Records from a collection
+ + + +

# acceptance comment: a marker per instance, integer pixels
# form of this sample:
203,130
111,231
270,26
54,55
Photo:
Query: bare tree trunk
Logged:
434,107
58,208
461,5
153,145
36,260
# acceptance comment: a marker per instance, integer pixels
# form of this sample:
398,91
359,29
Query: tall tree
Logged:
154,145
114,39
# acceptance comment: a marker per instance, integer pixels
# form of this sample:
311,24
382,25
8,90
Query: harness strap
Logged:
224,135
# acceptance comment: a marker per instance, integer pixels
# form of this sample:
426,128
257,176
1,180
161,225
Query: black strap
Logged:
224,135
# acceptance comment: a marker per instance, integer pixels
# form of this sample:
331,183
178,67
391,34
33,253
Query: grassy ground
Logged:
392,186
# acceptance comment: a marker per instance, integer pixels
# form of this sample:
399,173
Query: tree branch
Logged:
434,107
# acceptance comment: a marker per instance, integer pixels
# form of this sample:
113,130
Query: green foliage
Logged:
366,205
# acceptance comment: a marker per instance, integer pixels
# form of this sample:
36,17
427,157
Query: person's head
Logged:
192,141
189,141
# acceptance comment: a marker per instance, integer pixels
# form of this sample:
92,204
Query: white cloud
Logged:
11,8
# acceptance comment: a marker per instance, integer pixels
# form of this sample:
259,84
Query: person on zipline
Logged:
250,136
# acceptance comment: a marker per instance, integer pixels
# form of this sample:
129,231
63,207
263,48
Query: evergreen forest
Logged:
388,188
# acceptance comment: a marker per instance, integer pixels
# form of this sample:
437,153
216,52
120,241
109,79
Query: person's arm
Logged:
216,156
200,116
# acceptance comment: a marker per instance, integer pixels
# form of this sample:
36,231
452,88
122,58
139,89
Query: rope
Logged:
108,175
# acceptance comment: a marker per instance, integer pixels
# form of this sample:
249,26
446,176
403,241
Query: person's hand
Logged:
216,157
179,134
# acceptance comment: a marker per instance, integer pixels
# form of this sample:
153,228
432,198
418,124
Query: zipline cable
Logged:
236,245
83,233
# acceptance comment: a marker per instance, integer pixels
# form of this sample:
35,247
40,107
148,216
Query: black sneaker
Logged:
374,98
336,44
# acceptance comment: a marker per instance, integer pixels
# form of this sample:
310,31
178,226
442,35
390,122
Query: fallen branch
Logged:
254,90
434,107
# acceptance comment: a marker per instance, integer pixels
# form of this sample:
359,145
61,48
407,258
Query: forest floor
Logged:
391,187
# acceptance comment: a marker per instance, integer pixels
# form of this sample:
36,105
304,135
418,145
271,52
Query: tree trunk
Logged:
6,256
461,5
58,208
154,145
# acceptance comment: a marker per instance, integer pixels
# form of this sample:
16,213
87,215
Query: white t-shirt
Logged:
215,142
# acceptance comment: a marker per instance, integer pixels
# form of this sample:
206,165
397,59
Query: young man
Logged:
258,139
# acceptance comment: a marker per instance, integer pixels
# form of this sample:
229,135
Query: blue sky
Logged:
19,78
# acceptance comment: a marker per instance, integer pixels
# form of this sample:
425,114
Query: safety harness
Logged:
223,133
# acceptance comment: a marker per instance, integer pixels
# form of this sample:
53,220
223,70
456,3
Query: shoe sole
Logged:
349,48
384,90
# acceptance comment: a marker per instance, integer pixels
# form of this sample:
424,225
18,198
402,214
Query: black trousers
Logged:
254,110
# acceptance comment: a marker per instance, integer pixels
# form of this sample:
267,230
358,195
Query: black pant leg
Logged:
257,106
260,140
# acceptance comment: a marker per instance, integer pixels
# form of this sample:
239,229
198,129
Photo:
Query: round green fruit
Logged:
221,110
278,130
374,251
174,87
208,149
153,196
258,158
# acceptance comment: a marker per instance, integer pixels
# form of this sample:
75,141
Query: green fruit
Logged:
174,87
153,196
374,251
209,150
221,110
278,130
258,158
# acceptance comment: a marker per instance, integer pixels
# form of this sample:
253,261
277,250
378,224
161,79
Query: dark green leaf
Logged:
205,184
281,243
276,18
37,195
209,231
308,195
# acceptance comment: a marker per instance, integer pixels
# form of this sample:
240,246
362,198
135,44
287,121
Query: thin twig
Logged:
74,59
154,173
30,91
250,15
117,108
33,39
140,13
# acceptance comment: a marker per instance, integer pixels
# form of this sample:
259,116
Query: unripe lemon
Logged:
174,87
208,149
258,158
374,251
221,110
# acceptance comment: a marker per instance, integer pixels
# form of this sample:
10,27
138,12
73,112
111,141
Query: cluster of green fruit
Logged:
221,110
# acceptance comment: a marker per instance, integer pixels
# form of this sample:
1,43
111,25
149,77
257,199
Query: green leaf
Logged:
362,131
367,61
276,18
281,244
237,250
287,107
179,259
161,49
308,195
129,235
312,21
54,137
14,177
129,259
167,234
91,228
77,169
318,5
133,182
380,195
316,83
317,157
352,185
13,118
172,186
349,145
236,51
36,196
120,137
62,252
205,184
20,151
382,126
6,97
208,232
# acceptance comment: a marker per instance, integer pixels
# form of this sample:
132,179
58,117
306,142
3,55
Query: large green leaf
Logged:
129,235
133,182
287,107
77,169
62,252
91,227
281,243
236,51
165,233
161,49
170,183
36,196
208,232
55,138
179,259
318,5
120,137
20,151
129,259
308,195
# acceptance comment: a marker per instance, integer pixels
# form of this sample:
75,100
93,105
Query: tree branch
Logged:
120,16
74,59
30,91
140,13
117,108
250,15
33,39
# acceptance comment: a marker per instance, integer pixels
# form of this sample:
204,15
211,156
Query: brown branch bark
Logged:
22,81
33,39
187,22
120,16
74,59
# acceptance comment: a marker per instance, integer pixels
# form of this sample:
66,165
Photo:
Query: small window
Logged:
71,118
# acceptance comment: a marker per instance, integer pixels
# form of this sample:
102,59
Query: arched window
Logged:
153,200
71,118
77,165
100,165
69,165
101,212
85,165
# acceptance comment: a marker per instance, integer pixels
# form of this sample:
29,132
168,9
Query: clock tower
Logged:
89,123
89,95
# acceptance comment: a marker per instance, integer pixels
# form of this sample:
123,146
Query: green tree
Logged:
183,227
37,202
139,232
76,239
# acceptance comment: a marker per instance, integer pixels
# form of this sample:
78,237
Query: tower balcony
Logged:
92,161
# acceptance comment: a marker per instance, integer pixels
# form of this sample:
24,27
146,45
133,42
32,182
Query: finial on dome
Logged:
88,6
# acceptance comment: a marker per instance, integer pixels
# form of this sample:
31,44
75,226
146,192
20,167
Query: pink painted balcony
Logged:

+ + + +

_TASK DESCRIPTION_
After reading the data, retype all of it exactly as it reads.

_RESULT_
# acceptance comment: a marker per instance, integer pixels
# form of this sample:
203,130
111,231
270,26
54,55
Photo:
Query: bare tree trunk
Logged:
434,107
58,208
461,5
153,145
36,260
# acceptance comment: a marker per instance, integer pixels
# form of this sample:
398,91
359,29
Query: tall tree
Logged:
154,145
114,39
# acceptance comment: a marker per instance, integer pixels
# form of this sample:
311,24
382,25
8,90
Query: harness strap
Logged:
224,135
# acceptance comment: a marker per instance, integer pixels
# form of this sample:
426,128
257,176
1,180
161,225
Query: black strap
Logged:
224,135
# acceptance comment: a marker per instance, integer pixels
# form of this sample:
331,183
178,67
391,34
33,253
Query: grassy ground
Logged:
392,186
# acceptance comment: a marker per instance, integer pixels
# form of this sample:
399,173
Query: tree branch
Logged:
434,107
# acceptance comment: a marker per instance, integer pixels
# form of this sample:
113,130
Query: green foliage
Logged:
366,205
# acceptance comment: a marker per instance, integer pixels
# form of this sample:
36,17
427,157
Query: person's head
Logged:
192,141
189,141
# acceptance comment: a marker per instance, integer pixels
# form of this sample:
92,204
Query: white cloud
Logged:
11,8
# acceptance comment: a marker per instance, integer pixels
# form of this sample:
259,84
Query: person on zipline
Logged:
250,136
# acceptance comment: a marker per instance, integer pixels
# form of this sample:
129,231
63,207
263,48
Query: evergreen forest
Logged:
388,188
# acceptance comment: a marker per instance, integer pixels
# form of this sample:
437,153
216,52
120,241
109,79
Query: person's arm
Logged:
216,156
200,116
# acceptance comment: a marker per instance, integer pixels
# form of this sample:
36,231
452,88
122,58
139,89
Query: rope
Logged:
108,175
# acceptance comment: a marker per instance, integer pixels
# form of this sample:
249,26
446,176
403,241
Query: person's hand
Logged:
216,157
179,134
# acceptance comment: a marker per instance, integer pixels
# form of this sample:
153,228
432,198
418,124
Query: zipline cable
Logged:
236,245
83,233
# acceptance comment: a marker per instance, integer pixels
# form of this sample:
35,247
40,107
148,216
Query: black sneaker
Logged:
374,98
336,44
# acceptance comment: a marker per instance, integer pixels
# form of this sample:
310,31
178,226
442,35
390,122
Query: fallen branch
Logged:
254,90
434,107
# acceptance comment: a marker per instance, integer pixels
# form of this sample:
359,145
61,48
407,258
Query: forest floor
Logged:
391,187
# acceptance comment: a marker per instance, integer pixels
# form of this sample:
36,105
304,135
418,145
271,52
Query: tree trunk
Logged:
6,256
461,5
58,208
154,145
# acceptance comment: a marker per instance, integer pixels
# form of this sample:
16,213
87,215
Query: white t-shirt
Logged:
215,142
# acceptance comment: a marker per instance, integer pixels
# form of this sample:
206,165
397,59
Query: young man
Logged:
258,139
# acceptance comment: a marker per instance, integer pixels
# form of this sample:
229,135
Query: blue sky
Logged:
19,78
# acceptance comment: a marker per instance, integer pixels
# form of this sample:
425,114
Query: safety harness
Logged:
223,133
# acceptance comment: a marker per instance, integer pixels
# form of this sample:
53,220
223,70
456,3
Query: shoe sole
Logged:
349,48
384,90
# acceptance comment: a marker per instance, integer pixels
# form of this sample:
424,225
18,198
402,214
Query: black trousers
Logged:
254,110
# acceptance comment: a marker per instance, integer pixels
# form of this sample:
267,230
358,195
Query: black pant leg
Logged:
257,106
260,140
# acceptance comment: a marker per instance, integer pixels
# form of this sample:
239,229
198,129
Photo:
Query: round green fruit
Logged:
221,110
278,130
374,251
174,87
208,149
153,196
258,158
# acceptance comment: a marker per instance, integer pixels
# form of this sample:
75,141
Query: green fruit
Logged:
174,87
153,196
374,251
209,150
221,110
278,130
258,158
# acceptance comment: a marker per instance, integer pixels
# form of this sample:
253,261
277,250
378,224
161,79
Query: dark green leaf
Logged:
205,184
281,243
276,18
37,195
209,231
308,195
# acceptance comment: a marker per instance, integer pixels
# form of this sample:
240,246
362,198
135,44
287,121
Query: thin twig
Logged:
74,59
154,173
30,91
250,15
117,108
33,39
140,13
# acceptance comment: a marker per instance, integer pixels
# form of this sample:
259,116
Query: unripe lemon
Logged:
174,87
208,149
258,158
374,251
221,110
# acceptance comment: a marker per instance, integer pixels
# form of this sample:
10,27
138,12
73,112
111,141
Query: cluster of green fruit
Logged:
221,110
# acceptance comment: a marker per instance, integer pixels
# form of this sample:
1,43
111,25
149,77
257,199
Query: green leaf
Logged:
362,131
367,61
276,18
281,244
237,250
287,107
179,259
161,49
308,195
129,235
312,21
54,137
14,177
129,259
167,234
91,228
77,169
318,5
133,182
380,195
316,83
317,157
352,185
13,118
172,186
349,145
236,51
36,196
120,137
62,252
205,184
20,151
382,126
6,97
208,232
# acceptance comment: a marker per instance, integer pixels
# form of this sample:
132,179
58,117
306,142
3,55
Query: large green leaf
Logged:
129,235
133,182
287,107
77,169
62,252
91,227
281,243
236,51
165,233
161,49
170,183
36,196
208,232
55,138
179,259
318,5
120,137
20,151
129,259
308,195
# acceptance comment: a marker per instance, integer pixels
# form of this sample:
75,100
93,105
Query: tree branch
Logged:
120,16
74,59
30,91
140,13
117,108
250,15
33,39
# acceptance comment: a marker per instance, integer pixels
# form of this sample:
204,15
211,156
Query: brown branch bark
Logged:
22,81
33,39
187,22
120,16
74,59
# acceptance comment: a marker per instance, integer pixels
# form of this sample:
66,165
Photo:
Query: small window
Logged:
71,118
# acceptance comment: a marker per instance, integer pixels
# form of this sample:
102,59
Query: arched window
Logged:
153,200
71,118
77,165
100,165
69,165
101,212
85,165
# acceptance comment: a marker per instance, integer pixels
# form of this sample:
29,132
168,9
Query: clock tower
Logged:
89,123
89,95
# acceptance comment: a marker per instance, integer pixels
# form of this sample:
123,146
Query: green tree
Logged:
183,227
37,202
139,232
76,239
# acceptance comment: a marker per instance, integer pixels
# form of this sample:
78,237
Query: tower balcony
Logged:
92,161
# acceptance comment: a marker per instance, integer pixels
# form of this sample:
24,27
146,45
133,42
32,182
Query: finial on dome
Logged:
88,6
# acceptance comment: a marker per instance, integer pixels
# form of this sample:
31,44
75,226
146,192
20,167
Query: pink painted balcony
Logged:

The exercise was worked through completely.